§ EXERCISE BRIEF:
Identify each line in the records below that contains the word "forest". Copy every such line in full.

━━ SUPPLIED DATA ━━

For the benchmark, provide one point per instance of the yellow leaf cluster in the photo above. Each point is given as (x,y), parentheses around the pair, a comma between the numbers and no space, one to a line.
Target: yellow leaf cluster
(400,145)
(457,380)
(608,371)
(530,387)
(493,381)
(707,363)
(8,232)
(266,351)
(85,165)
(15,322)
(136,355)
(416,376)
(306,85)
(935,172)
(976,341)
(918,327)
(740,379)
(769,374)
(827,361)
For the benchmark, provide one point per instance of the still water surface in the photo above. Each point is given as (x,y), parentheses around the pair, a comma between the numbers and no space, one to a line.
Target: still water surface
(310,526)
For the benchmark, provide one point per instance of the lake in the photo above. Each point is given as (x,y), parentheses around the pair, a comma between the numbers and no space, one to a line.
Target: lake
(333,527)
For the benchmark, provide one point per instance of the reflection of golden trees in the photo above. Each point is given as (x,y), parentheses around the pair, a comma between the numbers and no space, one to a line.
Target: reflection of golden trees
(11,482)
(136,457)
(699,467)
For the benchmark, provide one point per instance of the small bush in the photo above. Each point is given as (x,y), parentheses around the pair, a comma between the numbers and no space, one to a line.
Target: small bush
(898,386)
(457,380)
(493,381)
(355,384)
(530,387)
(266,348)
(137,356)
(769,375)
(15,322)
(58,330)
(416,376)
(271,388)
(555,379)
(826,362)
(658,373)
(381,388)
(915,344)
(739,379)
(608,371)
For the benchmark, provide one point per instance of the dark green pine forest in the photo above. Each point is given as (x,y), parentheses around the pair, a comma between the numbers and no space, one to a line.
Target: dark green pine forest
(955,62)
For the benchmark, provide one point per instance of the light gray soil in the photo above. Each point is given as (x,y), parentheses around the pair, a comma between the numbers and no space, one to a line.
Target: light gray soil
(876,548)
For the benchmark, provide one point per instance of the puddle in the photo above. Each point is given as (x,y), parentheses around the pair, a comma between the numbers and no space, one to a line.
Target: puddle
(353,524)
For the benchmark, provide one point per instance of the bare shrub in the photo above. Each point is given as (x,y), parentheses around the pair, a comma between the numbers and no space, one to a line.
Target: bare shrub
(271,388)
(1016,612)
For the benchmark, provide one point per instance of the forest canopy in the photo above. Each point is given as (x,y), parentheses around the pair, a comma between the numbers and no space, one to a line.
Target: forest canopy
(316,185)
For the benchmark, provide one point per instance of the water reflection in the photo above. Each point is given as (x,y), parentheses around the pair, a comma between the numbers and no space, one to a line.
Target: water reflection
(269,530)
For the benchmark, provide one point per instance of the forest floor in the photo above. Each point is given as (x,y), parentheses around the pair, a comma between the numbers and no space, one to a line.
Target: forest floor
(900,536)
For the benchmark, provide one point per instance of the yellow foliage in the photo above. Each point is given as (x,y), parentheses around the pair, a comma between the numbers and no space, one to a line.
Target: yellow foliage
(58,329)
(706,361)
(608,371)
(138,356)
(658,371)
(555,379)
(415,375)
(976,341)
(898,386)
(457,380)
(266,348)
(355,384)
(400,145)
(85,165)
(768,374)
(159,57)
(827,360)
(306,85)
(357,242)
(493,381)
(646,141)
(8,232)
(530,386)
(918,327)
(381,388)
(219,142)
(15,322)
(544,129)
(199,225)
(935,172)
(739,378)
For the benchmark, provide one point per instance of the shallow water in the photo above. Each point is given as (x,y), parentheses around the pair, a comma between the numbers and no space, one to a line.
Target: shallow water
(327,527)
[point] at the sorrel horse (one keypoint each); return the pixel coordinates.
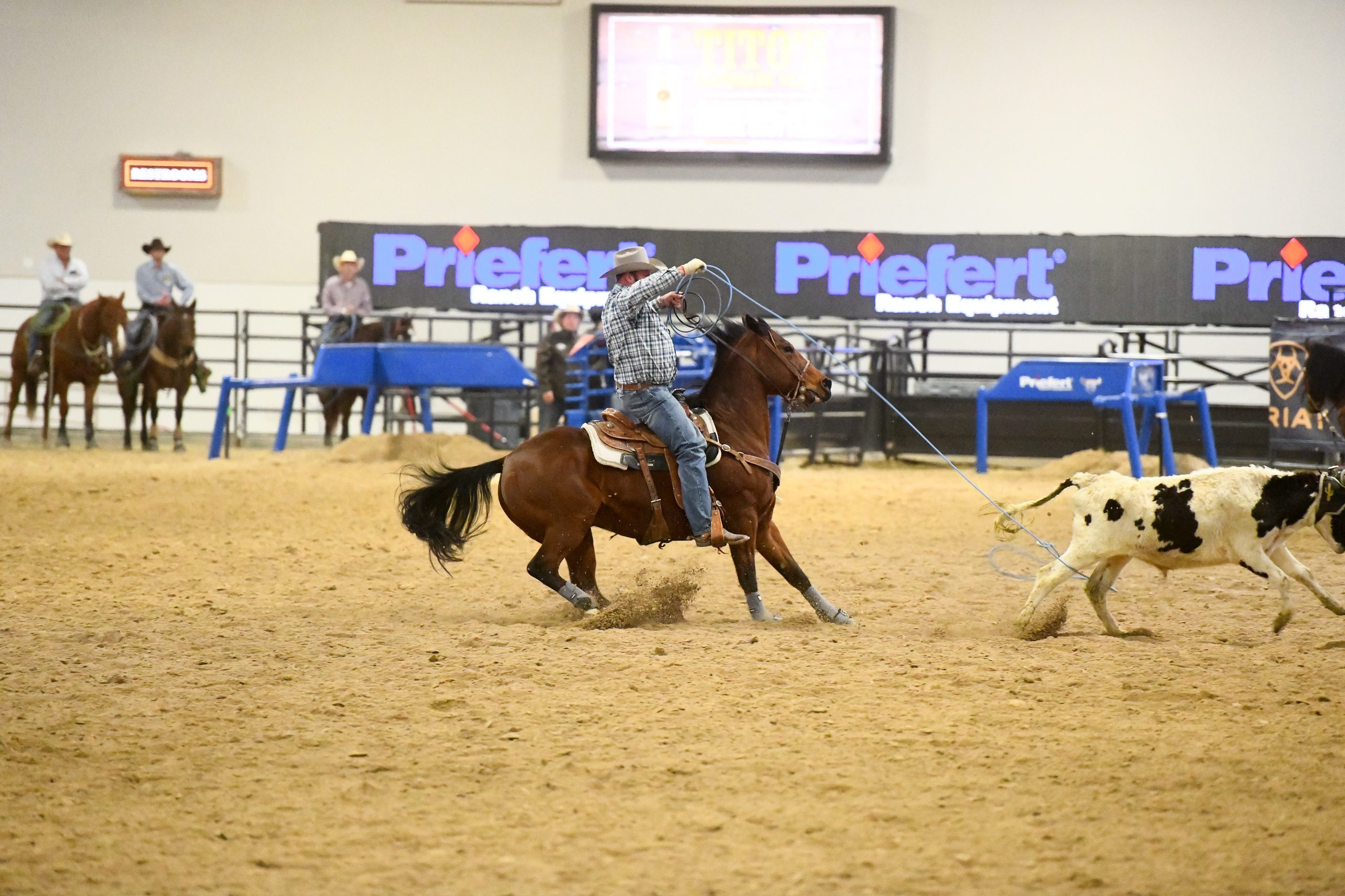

━━━

§ WRITTEN REPLY:
For the benchmark, provide one point per instance of the dark green pine forest in the photo above. Each point is given as (x,y), parentheses around the pair, a comma between the numbers and no space, one to a line.
Target: dark green pine forest
For the benchmark, provide one point per instance of the forest canopy in the photo above. Each point is given as (x,y), parentheses around the pair, a comma between the numbers and no space, one to a line.
Target: forest canopy
For the benchmark, provide one point per instance of the forest floor in the photo above. Each point is given as (x,y), parentheses around the pair, a comma between the numbers and no space, one to a line.
Target: forest floor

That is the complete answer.